# What this task involves:
Convert the following entries into a JSON list of strings, one string per line, omitting any blank lines. Begin at the line that contains "Ground the stucco" and stop after the line that contains "xmin=625 ymin=297 xmax=740 ymax=571", including both of those lines.

# Dataset rows:
-------------------------

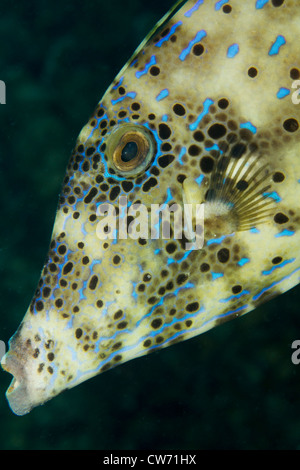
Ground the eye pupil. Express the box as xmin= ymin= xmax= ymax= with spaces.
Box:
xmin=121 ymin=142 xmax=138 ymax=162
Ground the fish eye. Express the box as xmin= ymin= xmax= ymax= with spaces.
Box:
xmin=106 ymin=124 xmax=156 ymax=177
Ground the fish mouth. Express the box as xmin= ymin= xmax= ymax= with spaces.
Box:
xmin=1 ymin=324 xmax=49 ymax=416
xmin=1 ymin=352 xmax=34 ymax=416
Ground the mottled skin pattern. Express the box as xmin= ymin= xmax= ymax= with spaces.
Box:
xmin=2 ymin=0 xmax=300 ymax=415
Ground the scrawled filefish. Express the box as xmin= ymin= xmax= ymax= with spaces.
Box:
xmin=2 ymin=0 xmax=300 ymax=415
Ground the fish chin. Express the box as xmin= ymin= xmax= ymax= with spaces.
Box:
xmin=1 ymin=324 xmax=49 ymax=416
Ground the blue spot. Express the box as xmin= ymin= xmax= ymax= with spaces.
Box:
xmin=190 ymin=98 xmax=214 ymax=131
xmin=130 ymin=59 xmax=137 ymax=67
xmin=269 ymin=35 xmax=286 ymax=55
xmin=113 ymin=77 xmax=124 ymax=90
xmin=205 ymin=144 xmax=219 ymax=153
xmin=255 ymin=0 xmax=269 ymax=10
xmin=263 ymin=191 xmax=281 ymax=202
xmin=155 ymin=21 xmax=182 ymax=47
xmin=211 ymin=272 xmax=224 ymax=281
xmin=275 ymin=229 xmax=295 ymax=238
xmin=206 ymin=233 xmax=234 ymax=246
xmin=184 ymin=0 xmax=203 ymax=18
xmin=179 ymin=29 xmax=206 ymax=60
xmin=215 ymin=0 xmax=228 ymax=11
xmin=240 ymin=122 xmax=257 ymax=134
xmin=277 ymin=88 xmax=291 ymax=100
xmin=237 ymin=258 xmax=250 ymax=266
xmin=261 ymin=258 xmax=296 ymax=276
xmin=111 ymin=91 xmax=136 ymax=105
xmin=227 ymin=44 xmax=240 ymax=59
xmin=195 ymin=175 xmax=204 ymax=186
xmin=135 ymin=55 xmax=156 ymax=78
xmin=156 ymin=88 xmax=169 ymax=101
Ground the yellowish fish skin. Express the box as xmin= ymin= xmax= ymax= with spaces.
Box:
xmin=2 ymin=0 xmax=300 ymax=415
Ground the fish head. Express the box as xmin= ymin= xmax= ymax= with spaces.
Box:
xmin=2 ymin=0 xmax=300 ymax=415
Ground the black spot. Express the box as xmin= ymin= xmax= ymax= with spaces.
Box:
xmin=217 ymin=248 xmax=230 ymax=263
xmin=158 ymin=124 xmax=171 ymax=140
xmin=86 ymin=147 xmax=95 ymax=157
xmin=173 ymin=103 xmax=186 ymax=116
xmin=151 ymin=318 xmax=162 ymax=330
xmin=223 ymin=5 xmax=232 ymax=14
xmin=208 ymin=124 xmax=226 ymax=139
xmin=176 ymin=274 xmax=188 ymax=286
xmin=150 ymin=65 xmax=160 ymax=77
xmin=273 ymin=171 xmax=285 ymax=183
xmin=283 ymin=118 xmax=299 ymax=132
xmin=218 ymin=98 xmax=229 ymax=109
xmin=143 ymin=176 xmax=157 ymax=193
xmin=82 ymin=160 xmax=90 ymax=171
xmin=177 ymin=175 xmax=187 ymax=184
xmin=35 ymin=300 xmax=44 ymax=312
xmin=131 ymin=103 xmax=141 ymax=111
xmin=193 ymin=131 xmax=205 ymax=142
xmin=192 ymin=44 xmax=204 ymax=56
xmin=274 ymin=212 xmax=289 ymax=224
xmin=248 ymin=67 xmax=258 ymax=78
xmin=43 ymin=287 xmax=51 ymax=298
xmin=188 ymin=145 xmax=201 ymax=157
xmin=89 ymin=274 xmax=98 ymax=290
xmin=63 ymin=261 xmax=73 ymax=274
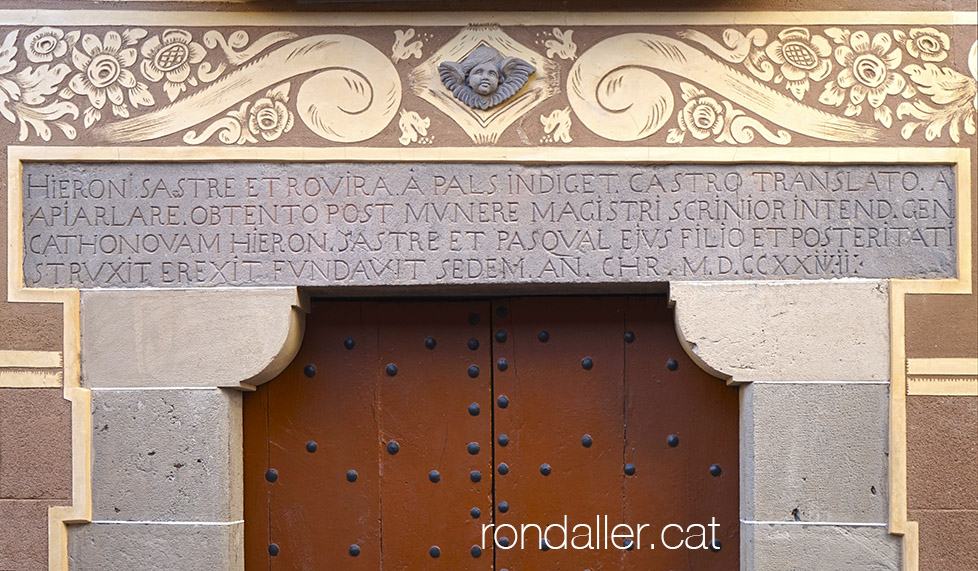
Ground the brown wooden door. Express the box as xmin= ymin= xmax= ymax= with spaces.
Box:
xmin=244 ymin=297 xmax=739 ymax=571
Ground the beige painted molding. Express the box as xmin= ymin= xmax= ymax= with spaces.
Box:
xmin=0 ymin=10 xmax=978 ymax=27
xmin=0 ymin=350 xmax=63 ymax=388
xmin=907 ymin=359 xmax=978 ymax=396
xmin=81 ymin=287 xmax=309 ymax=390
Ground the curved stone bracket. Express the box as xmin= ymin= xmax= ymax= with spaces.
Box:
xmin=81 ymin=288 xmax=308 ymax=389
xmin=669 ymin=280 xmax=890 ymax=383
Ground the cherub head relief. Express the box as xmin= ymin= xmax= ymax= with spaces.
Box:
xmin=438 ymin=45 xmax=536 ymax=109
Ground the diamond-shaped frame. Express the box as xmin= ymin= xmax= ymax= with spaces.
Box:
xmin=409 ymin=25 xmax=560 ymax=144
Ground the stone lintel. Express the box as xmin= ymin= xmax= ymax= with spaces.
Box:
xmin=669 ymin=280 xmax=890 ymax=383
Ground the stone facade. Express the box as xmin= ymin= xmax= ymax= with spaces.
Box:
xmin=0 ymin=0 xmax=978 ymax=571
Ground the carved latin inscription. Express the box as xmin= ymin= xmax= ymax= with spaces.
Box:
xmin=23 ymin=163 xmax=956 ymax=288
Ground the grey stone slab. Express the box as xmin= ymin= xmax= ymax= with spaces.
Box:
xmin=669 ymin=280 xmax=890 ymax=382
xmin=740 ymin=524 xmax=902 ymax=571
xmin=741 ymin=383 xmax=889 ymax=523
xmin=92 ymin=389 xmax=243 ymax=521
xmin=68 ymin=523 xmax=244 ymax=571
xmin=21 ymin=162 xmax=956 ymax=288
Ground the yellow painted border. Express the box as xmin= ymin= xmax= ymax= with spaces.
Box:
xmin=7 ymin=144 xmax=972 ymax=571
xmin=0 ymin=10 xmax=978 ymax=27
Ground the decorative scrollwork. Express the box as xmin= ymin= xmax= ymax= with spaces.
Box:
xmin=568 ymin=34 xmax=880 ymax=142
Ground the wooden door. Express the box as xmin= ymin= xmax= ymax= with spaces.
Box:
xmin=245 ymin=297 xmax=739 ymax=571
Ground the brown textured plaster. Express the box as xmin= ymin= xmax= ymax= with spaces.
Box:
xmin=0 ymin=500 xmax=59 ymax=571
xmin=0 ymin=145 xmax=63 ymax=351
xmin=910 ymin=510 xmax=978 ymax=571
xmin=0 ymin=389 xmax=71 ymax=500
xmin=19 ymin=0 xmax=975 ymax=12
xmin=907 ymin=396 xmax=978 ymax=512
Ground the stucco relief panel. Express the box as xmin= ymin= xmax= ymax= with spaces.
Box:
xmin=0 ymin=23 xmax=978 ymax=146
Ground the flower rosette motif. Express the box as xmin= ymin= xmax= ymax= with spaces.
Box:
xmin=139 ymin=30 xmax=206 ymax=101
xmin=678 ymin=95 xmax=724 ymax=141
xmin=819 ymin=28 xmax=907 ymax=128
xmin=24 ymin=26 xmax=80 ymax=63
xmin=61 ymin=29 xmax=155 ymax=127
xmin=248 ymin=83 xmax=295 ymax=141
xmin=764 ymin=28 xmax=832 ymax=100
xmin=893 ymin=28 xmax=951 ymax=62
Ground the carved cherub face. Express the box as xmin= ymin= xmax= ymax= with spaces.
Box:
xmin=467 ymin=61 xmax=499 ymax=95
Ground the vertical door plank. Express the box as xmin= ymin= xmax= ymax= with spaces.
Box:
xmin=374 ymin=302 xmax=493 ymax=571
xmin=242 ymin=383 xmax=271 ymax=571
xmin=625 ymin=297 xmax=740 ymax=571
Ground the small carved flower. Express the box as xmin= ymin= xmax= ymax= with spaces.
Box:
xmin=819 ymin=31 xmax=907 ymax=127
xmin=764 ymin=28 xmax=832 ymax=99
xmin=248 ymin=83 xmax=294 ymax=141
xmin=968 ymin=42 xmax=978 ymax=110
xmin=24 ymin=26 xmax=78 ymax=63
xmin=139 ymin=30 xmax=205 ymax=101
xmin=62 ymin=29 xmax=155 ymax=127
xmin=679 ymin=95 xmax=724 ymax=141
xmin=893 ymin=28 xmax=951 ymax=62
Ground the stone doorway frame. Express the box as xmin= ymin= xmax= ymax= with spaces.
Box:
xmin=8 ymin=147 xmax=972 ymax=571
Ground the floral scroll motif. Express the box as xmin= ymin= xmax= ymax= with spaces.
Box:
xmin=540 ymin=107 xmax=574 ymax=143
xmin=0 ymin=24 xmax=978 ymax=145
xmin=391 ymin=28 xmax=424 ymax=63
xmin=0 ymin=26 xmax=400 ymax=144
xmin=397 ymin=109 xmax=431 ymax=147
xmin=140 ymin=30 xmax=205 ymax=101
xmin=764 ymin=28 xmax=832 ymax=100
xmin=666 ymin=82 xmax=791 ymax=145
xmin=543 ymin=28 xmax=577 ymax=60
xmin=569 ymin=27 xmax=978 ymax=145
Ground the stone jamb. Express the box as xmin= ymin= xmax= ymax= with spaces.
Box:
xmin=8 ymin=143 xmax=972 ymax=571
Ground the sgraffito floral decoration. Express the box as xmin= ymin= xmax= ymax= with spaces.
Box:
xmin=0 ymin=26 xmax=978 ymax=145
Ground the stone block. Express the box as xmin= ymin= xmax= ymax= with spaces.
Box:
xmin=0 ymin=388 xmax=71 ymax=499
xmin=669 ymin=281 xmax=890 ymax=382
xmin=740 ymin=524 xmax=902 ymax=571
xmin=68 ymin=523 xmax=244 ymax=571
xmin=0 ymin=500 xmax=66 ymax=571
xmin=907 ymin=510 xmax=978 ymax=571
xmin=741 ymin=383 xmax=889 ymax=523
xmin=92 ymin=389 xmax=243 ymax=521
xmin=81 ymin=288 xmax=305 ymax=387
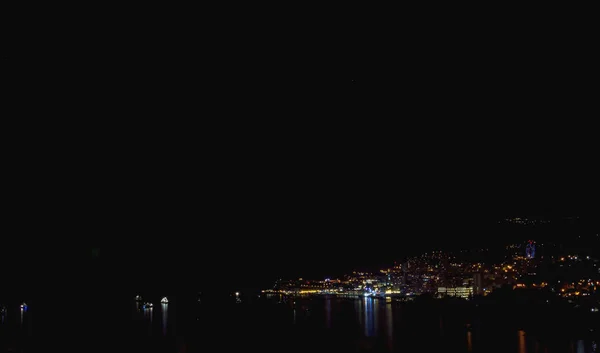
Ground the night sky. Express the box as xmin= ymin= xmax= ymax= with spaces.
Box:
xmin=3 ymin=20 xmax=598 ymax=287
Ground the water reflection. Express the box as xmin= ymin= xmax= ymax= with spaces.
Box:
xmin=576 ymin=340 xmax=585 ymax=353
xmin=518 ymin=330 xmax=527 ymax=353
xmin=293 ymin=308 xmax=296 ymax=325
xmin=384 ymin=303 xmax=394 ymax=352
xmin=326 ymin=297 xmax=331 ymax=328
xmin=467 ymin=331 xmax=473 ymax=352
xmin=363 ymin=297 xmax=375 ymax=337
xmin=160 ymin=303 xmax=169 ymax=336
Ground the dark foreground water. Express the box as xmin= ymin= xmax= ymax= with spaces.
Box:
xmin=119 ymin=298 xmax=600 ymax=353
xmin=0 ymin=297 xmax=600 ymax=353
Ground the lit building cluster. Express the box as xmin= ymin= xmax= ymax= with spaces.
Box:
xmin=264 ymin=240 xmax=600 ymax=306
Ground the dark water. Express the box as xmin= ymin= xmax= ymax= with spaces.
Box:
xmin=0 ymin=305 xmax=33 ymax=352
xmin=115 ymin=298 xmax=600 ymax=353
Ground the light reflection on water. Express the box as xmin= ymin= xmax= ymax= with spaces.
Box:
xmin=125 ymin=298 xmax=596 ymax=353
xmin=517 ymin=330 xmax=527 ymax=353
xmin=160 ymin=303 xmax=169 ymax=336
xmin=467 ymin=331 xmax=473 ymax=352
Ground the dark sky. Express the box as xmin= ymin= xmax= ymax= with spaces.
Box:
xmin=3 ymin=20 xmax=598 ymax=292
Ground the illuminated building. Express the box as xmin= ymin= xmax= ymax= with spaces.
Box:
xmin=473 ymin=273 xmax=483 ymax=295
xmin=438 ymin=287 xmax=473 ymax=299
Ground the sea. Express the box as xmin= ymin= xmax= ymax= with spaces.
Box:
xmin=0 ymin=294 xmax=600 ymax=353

-------------------------

# Worked answer:
[
  "Ground the stucco relief panel. Express the box as xmin= ymin= xmax= ymax= with spaces.",
  "Box:",
  "xmin=0 ymin=23 xmax=978 ymax=146",
  "Ground the flower rosette motif. Express the box as xmin= ymin= xmax= ymax= with spaces.",
  "Box:",
  "xmin=139 ymin=30 xmax=206 ymax=101",
  "xmin=678 ymin=95 xmax=724 ymax=141",
  "xmin=819 ymin=28 xmax=907 ymax=128",
  "xmin=24 ymin=26 xmax=80 ymax=63",
  "xmin=61 ymin=29 xmax=155 ymax=127",
  "xmin=248 ymin=83 xmax=295 ymax=141",
  "xmin=764 ymin=28 xmax=832 ymax=100",
  "xmin=893 ymin=28 xmax=951 ymax=62",
  "Ground the carved cherub face. Express the box as xmin= ymin= xmax= ymax= with spaces.",
  "Box:",
  "xmin=467 ymin=61 xmax=499 ymax=95",
  "Ground the vertical door plank. Express the box as xmin= ymin= xmax= ymax= with spaces.",
  "Box:",
  "xmin=374 ymin=302 xmax=493 ymax=571",
  "xmin=242 ymin=383 xmax=271 ymax=571",
  "xmin=625 ymin=297 xmax=740 ymax=571"
]